_Text provided_

High Availability

In this scenario, we are going to set up two vProtect servers in High Availability, Active/Passive mode. This is possible by using techniques such as pacemaker, corosync and DRBD. At least a basic understanding of these is highly desirable. This how-to is intended for RPM-based systems such as Red Hat / CentOS. If you run vProtect on a different OS, you may need to refer to your distribution docs.
Our environment is built of the following elements:
  1. 1.
    vprotect1 - first vProtect server + vProtect node, IP: 10.40.1.50
  2. 2.
    vprotect2 - second vProtect server + vProtect node, IP: 10.40.1.52
  3. 3.
    Cluster IP: 10.40.1.100 - We will use this IP to connect to our active vProtect service. This IP will float between our servers and will point to an active instance.
  4. 4.
    DRBD (optionally with VDO) for data replication and deduplication between nodes.
  5. 5.
    MariaDB master <-> master replication

HA cluster setup

Preparing the environment

  • Stop and disable the vProtect server, node and database as the cluster will manage these resources.
systemctl disable vprotect-server vprotect-node mariadb
  • Use yum to check if you have any updates pending
# yum update
  • It is a good idea to check /etc/hosts, especially if you installed vProtect using the All in one quick installation method, as you might find an entry such as:
    127.0.0.1 <your_hostname_here>
    Delete it as this prevents the cluster from functioning properly (your nodes will not "see" each other).
Now we can proceed with installation of the required packages.
  • On both servers run
# yum install -y pacemaker pcs psmisc policycoreutils-python
  • Add a firewall rule to allow HA traffic - TCP ports 2224, 3121, and 21064, and UDP port 5405 (both servers)
# firewall-cmd --permanent --add-service=high-availability
success
# firewall-cmd --reload
success
While testing, depending on your environment, you may encounter problems related to network traffic, permissions, etc. While it might be a good idea to temporarily disable the firewall and SELinux, we do not recommend disabling that mechanism in the production environment as it creates significant security issues. If you choose to disable the firewall, bear in mind that vProtect will no longer be available on ports 80/443. Instead, connect to ports 8080/8181 respectively.

_Data segment_
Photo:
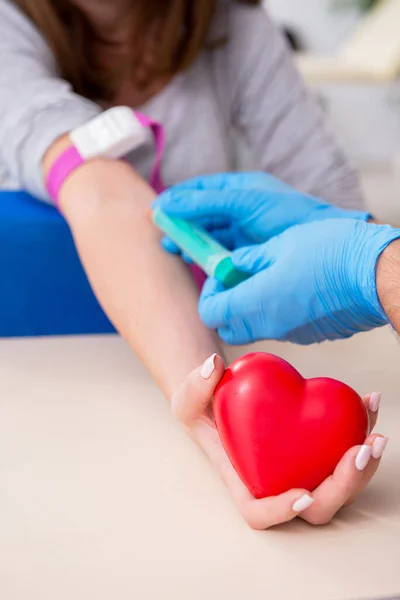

_Your instructions_
Continue the guide to setting up vProtect in high availability from the point where it ends.

_Reply_
# setenforce 0
# sed -i.bak "s/SELINUX=enforcing/SELINUX=permissive/g" /etc/selinux/config
# systemctl mask firewalld.service
# systemctl stop firewalld.service
# iptables --flush
  • Enable and start PCS daemon
# systemctl enable pcsd.service
# systemctl start pcsd.service
Cluster configuration
Earlier installation of a pcs package automatically creates a user hacluster with no password authentication. While this may be good for running locally, we will require a password for this account to perform the rest of the configuration, so let's
  • configure the same password on both nodes
# passwd hacluster
Changing password for user hacluster.
New password:
Retype new password:
passwd: all authentication tokens updated successfully.
Corosync configuration
  • On node 1, issue a command to authenticate as a hacluster user:
[[email protected] ~]# pcs cluster auth vprotect1 vprotect2
Username: hacluster
Password:
vprotect1: Authorized
vprotect2: Authorized
  • Generate and synchronize the corosync configuration
[[email protected] ~]# pcs cluster setup --name mycluster vprotect1 vprotect2
​ Take a look at your output, which should look similar to below:
Destroying cluster on nodes: vprotect1, vprotect2...
vprotect1: Stopping Cluster (pacemaker)...
vprotect2: Stopping Cluster (pacemaker)...
vprotect1: Successfully destroyed cluster
vprotect2: Successfully destroyed cluster
Sending 'pacemaker_remote authkey' to 'vprotect1', 'vprotect2'
vprotect1: successful distribution of the file 'pacemaker_remote authkey'
vprotect2: successful distribution of the file 'pacemaker_remote authkey'
Sending cluster config files to the nodes...
vprotect1: Succeeded
vprotect2: Succeeded
Synchronizing pcsd certificates on nodes vprotect1, vprotect2...
vprotect1: Success
vprotect2: Success
Restarting pcsd on the nodes in order to reload the certificates...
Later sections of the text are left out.